■ **To do**:
A. Can you copy the G'MIC forum thread word for word from "eval… I wish" to "an example now."?
B. Will you rescale the entries from their start through the line with "163), (157, 164)]", including that line? Reproduce every line in that span with the requests left as they are, multiply only the outline coordinates in the answers by 0.35, round them to whole numbers with halves going up, and leave out the pictures.

■ **Passage provided**:
The Big Bad G'MIC Thread of Silly Questions

eval… I wish could say “yeah, i’ll try that!” but i have no clue where to begin.

I mean, this grass is made with 2 nested do ... while statements.
Trying to find an example now.

Yes, probably lol.
THen, on this matter, i always wondered if there was any difference between parallel and apply_parallel.

is it :
ap: apply same command(s) to all (selected) images in the list
parallel : apply different command(s) to different images (command1[0] , command2[1], etc) in… parallel

?

Yes, apply_parallel apply the same command to its selection, e.g:

$ gmic sp lena,cat,tiger apply_parallel[0,2] \"flower 30\"

It does the same as flower 30 but in parallel (could be interesting if you have a lot of images, e.g. you want to apply a command on 100+ images).

On the other hand, parallel let you run different commands in parallel, as in:

$ gmic sp lena,cat,tiger parallel \"flower[0] 30\",\"blur[2] 20\"

you should always run different commands on different images, to be sure no concurrent threads are trying to modify the same image (which could lead to crash).

Yes, already tried that a long time ago :slight_smile: Nice way to create a smoke effect with g’mic, if you see what i mean.

Ok, didn’t use eval, but got it running under 1 second.
When i started this grass i was using units in px, then changed to %. I still had my loops checking x or y against w or h, so that was translated as 1500% or 700%.
do ... while $X<=w
Switched that back to 100%, that’s better, right?

■ **The input**:

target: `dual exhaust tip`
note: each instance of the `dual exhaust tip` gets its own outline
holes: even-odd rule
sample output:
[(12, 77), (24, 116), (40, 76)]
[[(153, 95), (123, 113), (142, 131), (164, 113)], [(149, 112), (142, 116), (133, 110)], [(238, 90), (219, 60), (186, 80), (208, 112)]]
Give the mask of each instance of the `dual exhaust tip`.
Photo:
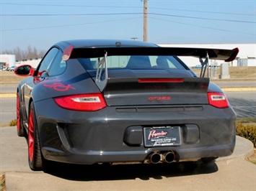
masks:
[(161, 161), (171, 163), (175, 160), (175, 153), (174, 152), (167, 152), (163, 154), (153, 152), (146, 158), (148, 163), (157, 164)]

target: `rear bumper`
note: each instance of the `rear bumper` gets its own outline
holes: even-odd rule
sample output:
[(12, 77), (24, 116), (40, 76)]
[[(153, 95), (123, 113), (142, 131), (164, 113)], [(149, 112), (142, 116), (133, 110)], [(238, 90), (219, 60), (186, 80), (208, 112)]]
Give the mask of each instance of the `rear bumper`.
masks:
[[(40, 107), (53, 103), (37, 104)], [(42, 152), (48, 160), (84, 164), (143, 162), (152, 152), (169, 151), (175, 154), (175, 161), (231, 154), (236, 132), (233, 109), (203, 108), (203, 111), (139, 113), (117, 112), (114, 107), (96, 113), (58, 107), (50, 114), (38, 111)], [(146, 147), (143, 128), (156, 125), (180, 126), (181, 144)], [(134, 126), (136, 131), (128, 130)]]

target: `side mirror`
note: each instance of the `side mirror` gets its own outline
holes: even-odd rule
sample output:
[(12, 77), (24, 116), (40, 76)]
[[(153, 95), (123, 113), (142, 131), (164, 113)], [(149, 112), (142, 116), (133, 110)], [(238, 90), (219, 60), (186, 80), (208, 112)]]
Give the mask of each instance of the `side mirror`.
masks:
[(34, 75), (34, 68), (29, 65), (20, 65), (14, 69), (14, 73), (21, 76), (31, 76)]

■ **Results in order**:
A.
eval… I wish could say “yeah, i’ll try that!” but i have no clue where to begin.

I mean, this grass is made with 2 nested do ... while statements.
Trying to find an example now.

B.
target: `dual exhaust tip`
note: each instance of the `dual exhaust tip` gets its own outline
holes: even-odd rule
sample output:
[(12, 77), (24, 116), (40, 76)]
[[(153, 95), (123, 113), (142, 131), (164, 113)], [(149, 112), (142, 116), (133, 110)], [(238, 90), (219, 60), (186, 80), (208, 112)]]
Give the mask of each instance of the `dual exhaust tip`.
Photo:
masks:
[(56, 56), (60, 57), (61, 56), (61, 54), (61, 53), (58, 53), (57, 54), (54, 53), (51, 55), (52, 57), (55, 57)]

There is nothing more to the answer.